Saved entries
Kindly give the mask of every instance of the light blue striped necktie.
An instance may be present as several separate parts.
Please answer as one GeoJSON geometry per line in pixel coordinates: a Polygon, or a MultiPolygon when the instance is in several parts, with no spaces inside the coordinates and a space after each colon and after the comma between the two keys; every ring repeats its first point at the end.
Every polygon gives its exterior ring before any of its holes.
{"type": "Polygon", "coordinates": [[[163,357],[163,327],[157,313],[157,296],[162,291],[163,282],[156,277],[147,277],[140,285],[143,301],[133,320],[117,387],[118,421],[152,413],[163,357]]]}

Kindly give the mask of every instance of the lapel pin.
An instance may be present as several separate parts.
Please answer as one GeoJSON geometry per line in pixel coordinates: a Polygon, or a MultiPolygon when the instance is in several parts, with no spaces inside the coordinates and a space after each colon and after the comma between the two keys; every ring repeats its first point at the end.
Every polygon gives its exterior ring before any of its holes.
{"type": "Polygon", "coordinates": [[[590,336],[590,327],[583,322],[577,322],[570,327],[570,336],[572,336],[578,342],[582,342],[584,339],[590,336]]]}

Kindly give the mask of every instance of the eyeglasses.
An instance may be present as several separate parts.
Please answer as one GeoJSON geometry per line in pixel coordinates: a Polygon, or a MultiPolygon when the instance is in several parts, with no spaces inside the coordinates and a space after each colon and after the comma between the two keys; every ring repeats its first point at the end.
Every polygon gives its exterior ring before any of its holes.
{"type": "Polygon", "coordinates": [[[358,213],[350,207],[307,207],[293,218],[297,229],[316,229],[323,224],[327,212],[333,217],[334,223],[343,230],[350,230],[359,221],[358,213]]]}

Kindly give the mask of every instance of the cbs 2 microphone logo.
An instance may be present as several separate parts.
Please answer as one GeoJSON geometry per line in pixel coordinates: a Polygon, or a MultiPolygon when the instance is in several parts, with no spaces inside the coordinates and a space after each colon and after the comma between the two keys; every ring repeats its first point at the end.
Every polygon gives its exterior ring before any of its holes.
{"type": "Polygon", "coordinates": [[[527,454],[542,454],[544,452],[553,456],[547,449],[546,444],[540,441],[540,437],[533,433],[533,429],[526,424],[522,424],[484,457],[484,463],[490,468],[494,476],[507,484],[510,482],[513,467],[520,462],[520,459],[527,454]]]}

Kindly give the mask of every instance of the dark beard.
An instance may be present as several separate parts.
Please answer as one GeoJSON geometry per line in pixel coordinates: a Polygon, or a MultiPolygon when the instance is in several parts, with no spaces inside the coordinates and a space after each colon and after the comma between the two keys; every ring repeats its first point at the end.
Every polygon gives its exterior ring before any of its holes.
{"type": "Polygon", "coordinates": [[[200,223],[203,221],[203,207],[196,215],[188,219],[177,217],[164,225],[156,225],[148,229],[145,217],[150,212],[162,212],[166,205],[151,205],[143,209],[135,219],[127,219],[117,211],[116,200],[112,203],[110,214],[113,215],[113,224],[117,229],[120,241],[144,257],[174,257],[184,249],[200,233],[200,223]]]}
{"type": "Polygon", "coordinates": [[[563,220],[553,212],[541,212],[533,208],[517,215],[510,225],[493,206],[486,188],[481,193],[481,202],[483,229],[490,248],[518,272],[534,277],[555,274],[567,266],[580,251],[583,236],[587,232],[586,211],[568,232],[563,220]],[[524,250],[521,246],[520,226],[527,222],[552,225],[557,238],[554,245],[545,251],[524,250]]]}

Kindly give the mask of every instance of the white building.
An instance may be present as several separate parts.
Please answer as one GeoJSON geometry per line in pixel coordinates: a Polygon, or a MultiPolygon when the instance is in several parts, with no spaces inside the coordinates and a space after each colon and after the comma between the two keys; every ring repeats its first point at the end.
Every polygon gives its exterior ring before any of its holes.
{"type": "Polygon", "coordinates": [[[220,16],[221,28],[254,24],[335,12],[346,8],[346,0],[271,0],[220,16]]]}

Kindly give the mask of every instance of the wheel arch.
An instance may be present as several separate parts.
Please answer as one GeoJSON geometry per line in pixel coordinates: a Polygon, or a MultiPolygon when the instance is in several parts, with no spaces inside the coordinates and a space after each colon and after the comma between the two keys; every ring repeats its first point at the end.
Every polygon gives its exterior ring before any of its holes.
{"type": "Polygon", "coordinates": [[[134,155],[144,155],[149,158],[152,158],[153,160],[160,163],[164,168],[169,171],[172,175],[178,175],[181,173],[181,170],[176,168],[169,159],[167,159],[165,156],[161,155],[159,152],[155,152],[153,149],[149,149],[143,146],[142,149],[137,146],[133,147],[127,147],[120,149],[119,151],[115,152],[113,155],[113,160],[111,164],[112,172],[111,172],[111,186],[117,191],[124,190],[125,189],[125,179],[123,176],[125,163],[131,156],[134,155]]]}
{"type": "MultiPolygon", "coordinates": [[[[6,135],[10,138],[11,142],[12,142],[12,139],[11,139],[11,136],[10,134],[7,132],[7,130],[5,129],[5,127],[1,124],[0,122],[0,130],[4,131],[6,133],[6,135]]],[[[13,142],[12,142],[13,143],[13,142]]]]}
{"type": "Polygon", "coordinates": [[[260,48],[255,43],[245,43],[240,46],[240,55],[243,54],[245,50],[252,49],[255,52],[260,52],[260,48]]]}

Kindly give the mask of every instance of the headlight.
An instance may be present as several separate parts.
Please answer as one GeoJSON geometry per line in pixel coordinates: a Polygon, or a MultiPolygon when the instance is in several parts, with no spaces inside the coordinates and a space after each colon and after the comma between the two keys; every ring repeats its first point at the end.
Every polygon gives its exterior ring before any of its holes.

• [WHAT THE TASK REQUIRES]
A verbatim copy of every record is what you should return.

• [ANSWER SPACE]
Kindly give the mask of every instance of the light blue striped necktie.
An instance may be present as several separate parts.
Please answer as one GeoJSON geometry per line in pixel coordinates: a Polygon, or a MultiPolygon when the instance is in several parts, with no spaces inside the coordinates and a space after each colon and after the comma between the two keys; every ring repeats its first point at the end.
Every polygon gives its exterior ring before any of its holes.
{"type": "Polygon", "coordinates": [[[163,357],[163,327],[157,313],[157,296],[162,291],[163,282],[156,277],[147,277],[140,285],[143,301],[133,320],[117,387],[118,421],[152,413],[163,357]]]}

Kindly give the mask of every instance of the lapel pin.
An instance may be present as several separate parts.
Please answer as one GeoJSON geometry per line in pixel coordinates: a Polygon, or a MultiPolygon when the instance is in several parts, with no spaces inside the coordinates and a space after each colon and after the comma between the two keys; every ring repeats its first point at the end.
Every polygon gives its exterior ring before any of its holes.
{"type": "Polygon", "coordinates": [[[590,336],[590,327],[583,322],[577,322],[570,327],[570,336],[572,336],[578,342],[582,342],[584,339],[590,336]]]}

Kindly give the mask of every instance of the eyeglasses.
An instance may be present as several separate parts.
Please answer as one GeoJSON geometry per line in pixel coordinates: a Polygon, or a MultiPolygon when the instance is in several parts, with no spaces inside the coordinates and a space after each colon and after the comma between the two keys; every ring repeats its first point at the end.
Every polygon gives its exterior ring before any of its holes.
{"type": "Polygon", "coordinates": [[[358,213],[350,207],[307,207],[293,218],[297,229],[316,229],[323,224],[327,212],[333,217],[334,223],[343,230],[350,230],[359,221],[358,213]]]}

Kindly give the mask of every instance of the cbs 2 microphone logo.
An instance may be present as several separate parts.
Please answer as one GeoJSON geometry per line in pixel coordinates: a Polygon, or a MultiPolygon when the instance is in several parts, with no spaces inside the coordinates and a space after each colon and after the comma between the two keys; every ring repeats its first point at the end.
Every polygon gives its exterior ring before any of its holes.
{"type": "Polygon", "coordinates": [[[527,454],[542,454],[544,452],[553,456],[547,449],[546,444],[540,441],[540,437],[533,433],[533,429],[526,424],[522,424],[484,457],[484,463],[490,468],[494,476],[507,484],[510,482],[513,467],[520,462],[520,459],[527,454]]]}

Kindly give the mask of every instance of the dark beard.
An instance may be present as several separate parts.
Please answer as one GeoJSON geometry per line in pixel coordinates: a Polygon, or a MultiPolygon when the instance is in several parts, with no spaces inside the coordinates and a space after each colon and after the comma between the two keys; every ring repeats its first point at the end.
Every polygon gives its exterior ring before any of its holes.
{"type": "Polygon", "coordinates": [[[200,223],[203,221],[203,207],[196,215],[188,219],[177,217],[164,225],[156,225],[148,229],[145,217],[150,212],[162,212],[166,205],[151,205],[143,209],[135,219],[127,219],[117,211],[116,200],[112,203],[110,214],[113,215],[113,224],[117,229],[120,241],[144,257],[174,257],[184,249],[200,233],[200,223]]]}
{"type": "Polygon", "coordinates": [[[563,220],[553,212],[541,212],[533,208],[517,215],[510,225],[493,206],[486,188],[481,193],[481,202],[483,229],[490,248],[518,272],[534,277],[555,274],[567,266],[580,251],[583,236],[587,232],[586,211],[568,232],[563,220]],[[524,250],[521,246],[520,226],[527,222],[552,225],[557,238],[554,245],[545,251],[524,250]]]}

Kindly give the mask of every instance of the white building.
An instance may be present as several separate parts.
Please answer as one GeoJSON geometry per line in pixel coordinates: a Polygon, or a MultiPolygon when the instance is in several parts, with no spaces inside the coordinates and a space after each colon and after the comma between the two keys; every ring repeats its first point at the end.
Every polygon gives its exterior ring before any of its holes.
{"type": "Polygon", "coordinates": [[[220,16],[221,28],[254,24],[335,12],[346,8],[346,0],[271,0],[220,16]]]}

Kindly give the mask of every instance of the wheel arch.
An instance may be present as several separate parts.
Please answer as one GeoJSON geometry per line in pixel coordinates: a Polygon, or a MultiPolygon when the instance is in several parts, with no spaces inside the coordinates and a space after each colon and after the comma between the two keys; every ring repeats its first point at the end.
Every polygon gives its exterior ring before any of its holes.
{"type": "Polygon", "coordinates": [[[134,155],[144,155],[149,158],[152,158],[153,160],[160,163],[164,168],[169,171],[172,175],[178,175],[181,173],[181,170],[176,168],[169,159],[167,159],[165,156],[161,155],[159,152],[155,152],[153,149],[149,149],[143,146],[142,149],[137,146],[133,147],[127,147],[120,149],[119,151],[115,152],[113,155],[113,160],[111,164],[112,172],[111,172],[111,186],[117,191],[124,190],[125,189],[125,179],[123,176],[125,163],[131,156],[134,155]]]}
{"type": "MultiPolygon", "coordinates": [[[[6,135],[10,138],[11,142],[12,142],[12,139],[11,139],[11,136],[10,134],[7,132],[7,130],[5,129],[5,127],[1,124],[0,122],[0,130],[4,131],[6,133],[6,135]]],[[[13,142],[12,142],[13,143],[13,142]]]]}
{"type": "Polygon", "coordinates": [[[260,48],[255,43],[245,43],[240,46],[240,55],[243,54],[245,50],[252,49],[255,52],[260,52],[260,48]]]}

Kindly give the mask of every instance of the headlight.
An instance may be present as several separate parts.
Please answer as one GeoJSON geometry per line in pixel coordinates: a Polygon, or a MultiPolygon when the instance is in several parts, with no spaces inside the coordinates and a space after each colon and after the comma between the two keys; every ring repeats its first point at the end.
Every polygon gives its exterior ring before any of its holes.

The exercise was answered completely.